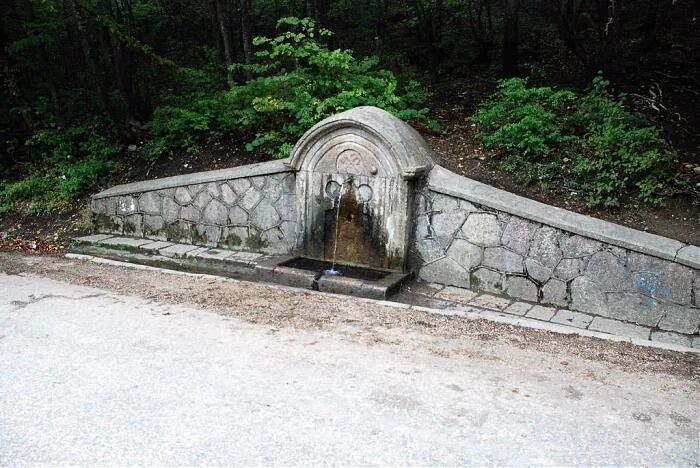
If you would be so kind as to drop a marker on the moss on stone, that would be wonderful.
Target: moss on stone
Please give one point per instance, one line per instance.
(256, 242)
(233, 240)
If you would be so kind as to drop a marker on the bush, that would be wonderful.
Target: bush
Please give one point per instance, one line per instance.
(71, 162)
(603, 149)
(297, 81)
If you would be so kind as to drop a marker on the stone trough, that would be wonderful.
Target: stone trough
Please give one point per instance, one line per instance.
(362, 189)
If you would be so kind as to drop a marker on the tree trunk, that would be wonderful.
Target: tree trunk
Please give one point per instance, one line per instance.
(510, 38)
(85, 48)
(226, 40)
(246, 35)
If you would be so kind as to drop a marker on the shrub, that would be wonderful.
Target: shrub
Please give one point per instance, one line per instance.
(297, 81)
(602, 148)
(71, 162)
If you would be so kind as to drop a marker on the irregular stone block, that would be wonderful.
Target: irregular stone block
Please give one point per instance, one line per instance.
(190, 213)
(425, 244)
(178, 231)
(227, 195)
(238, 215)
(680, 319)
(289, 230)
(233, 237)
(133, 225)
(605, 269)
(521, 288)
(568, 268)
(446, 225)
(541, 313)
(250, 199)
(153, 226)
(661, 279)
(204, 234)
(215, 213)
(554, 292)
(466, 254)
(487, 280)
(240, 186)
(444, 203)
(586, 296)
(633, 307)
(482, 229)
(518, 234)
(503, 260)
(202, 199)
(615, 327)
(170, 211)
(275, 240)
(177, 250)
(213, 189)
(579, 246)
(149, 203)
(182, 196)
(445, 271)
(126, 205)
(573, 319)
(545, 246)
(538, 271)
(689, 255)
(98, 206)
(265, 216)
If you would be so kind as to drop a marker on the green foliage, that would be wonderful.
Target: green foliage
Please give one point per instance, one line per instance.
(545, 134)
(296, 82)
(71, 162)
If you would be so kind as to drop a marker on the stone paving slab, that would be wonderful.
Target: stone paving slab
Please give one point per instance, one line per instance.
(126, 241)
(245, 257)
(214, 254)
(518, 308)
(571, 318)
(490, 302)
(671, 338)
(93, 238)
(615, 327)
(177, 250)
(452, 293)
(156, 246)
(541, 313)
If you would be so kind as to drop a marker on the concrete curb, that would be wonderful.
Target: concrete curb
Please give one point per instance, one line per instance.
(472, 313)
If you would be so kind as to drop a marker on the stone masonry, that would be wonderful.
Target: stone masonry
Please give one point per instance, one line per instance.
(463, 244)
(249, 213)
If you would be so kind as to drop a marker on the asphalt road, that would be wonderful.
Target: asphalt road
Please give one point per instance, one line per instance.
(93, 377)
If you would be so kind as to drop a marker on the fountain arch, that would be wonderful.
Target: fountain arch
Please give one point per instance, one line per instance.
(354, 177)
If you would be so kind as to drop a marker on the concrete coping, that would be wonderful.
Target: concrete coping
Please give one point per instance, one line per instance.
(249, 170)
(447, 182)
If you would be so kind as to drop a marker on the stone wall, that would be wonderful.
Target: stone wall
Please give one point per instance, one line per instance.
(460, 240)
(248, 210)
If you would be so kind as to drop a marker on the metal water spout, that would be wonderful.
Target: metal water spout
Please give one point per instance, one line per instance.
(332, 270)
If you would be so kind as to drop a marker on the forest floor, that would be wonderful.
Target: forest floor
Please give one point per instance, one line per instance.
(457, 145)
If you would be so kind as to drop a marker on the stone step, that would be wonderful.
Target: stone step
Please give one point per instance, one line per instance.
(244, 265)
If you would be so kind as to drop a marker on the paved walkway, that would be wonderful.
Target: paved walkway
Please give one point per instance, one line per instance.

========================

■ Exercise description: Please extract every line of the entries above and reproduce each one exactly, leaving out the pictures.

■ Result:
If you would be so kind as to drop a marker on the moss on stone, that would be wonderful.
Target: moss on stone
Please give one point per instance, one line per instance.
(256, 242)
(233, 240)
If you would be so kind as to drop a marker on the bush, that would be wonderful.
Target: bush
Please give one point per instance, one line per instance.
(71, 162)
(603, 149)
(297, 81)
If you would be so kind as to drop a marker on the stone trough, that would be wonderful.
Target: stone trough
Please give one point per instance, one line per instance.
(362, 189)
If you would be so kind as to drop a marker on the tree trunk, that would be wonderful.
Target: tree trunk
Please give one point per instance, one line per instance.
(510, 38)
(85, 48)
(226, 40)
(246, 35)
If you would be so kind as to drop a marker on the shrub, that would be wonderful.
Target: shrub
Please give one point per instance, one line per instance.
(297, 81)
(602, 148)
(71, 162)
If you would be so kind as to drop a marker on the irregular stone block, that would be wonderful.
Target: irregular stone block
Please give one point per instance, one line per instance.
(190, 213)
(425, 244)
(178, 231)
(227, 195)
(238, 215)
(680, 319)
(289, 230)
(233, 237)
(133, 225)
(605, 269)
(521, 288)
(568, 268)
(446, 225)
(541, 313)
(250, 199)
(153, 226)
(661, 279)
(204, 234)
(215, 213)
(554, 292)
(466, 254)
(487, 280)
(240, 186)
(444, 203)
(586, 296)
(633, 307)
(482, 229)
(518, 234)
(503, 260)
(202, 199)
(615, 327)
(170, 211)
(275, 240)
(177, 250)
(213, 189)
(579, 246)
(149, 203)
(182, 196)
(445, 271)
(126, 205)
(573, 319)
(545, 246)
(538, 271)
(689, 255)
(98, 206)
(265, 216)
If you would be so kind as to drop a marker on the green foliage, that would be wonderful.
Target: green foliage
Please give one point per instance, one line per instance.
(545, 134)
(296, 82)
(71, 162)
If you would be so kind as to drop a marker on the stone paving slab, that would be wonderful.
Target: stone paving slab
Please give one point per instance, one line per instance.
(126, 241)
(245, 257)
(214, 254)
(518, 308)
(571, 318)
(490, 302)
(671, 338)
(93, 238)
(615, 327)
(177, 250)
(452, 293)
(156, 246)
(541, 313)
If you would be so kind as to drop a marker on the concrete curb, that would be wonderful.
Target: concrete curb
Please give one point per instance, one line per instance.
(472, 313)
If you would be so kind as to drop a marker on the stone masonry, that would be wonderful.
Target: stone masonry
Please give one point per instance, one line per instance.
(463, 244)
(249, 213)
If you would be so kind as to drop a marker on the asphalt road, that would be wonderful.
Target: asphalt road
Please give one point per instance, one line per instance.
(93, 377)
If you would be so kind as to drop a marker on the fountain arch, that would be wonderful.
Target: fountain arch
Please give one point per instance, one line per instance.
(354, 177)
If you would be so kind as to drop a marker on the concrete coping, that would be wonderful.
Target: concrete coping
Please give one point per instance, one line per instance.
(249, 170)
(447, 182)
If you would be so kind as to drop a marker on the stone wall, that would be wonderful.
Target: stone wall
Please give one point per instance, one line per instance.
(460, 240)
(248, 210)
If you would be so kind as to drop a marker on the metal water spout, that would be wonderful.
Target: metal water spout
Please give one point per instance, one line per instance.
(332, 270)
If you would be so kind as to drop a marker on the forest floor, that would be wonderful.
Target: forest floor
Please give one point per instance, one line per instance.
(457, 145)
If you would be so kind as to drop a marker on the stone step, that would be wonderful.
Target: stone step
Please give one point per instance, one line per instance.
(244, 265)
If you would be so kind as to drop a marker on the paved walkway, that would be wonderful.
Target: paved walkway
Please give one point per instance, one line per instance.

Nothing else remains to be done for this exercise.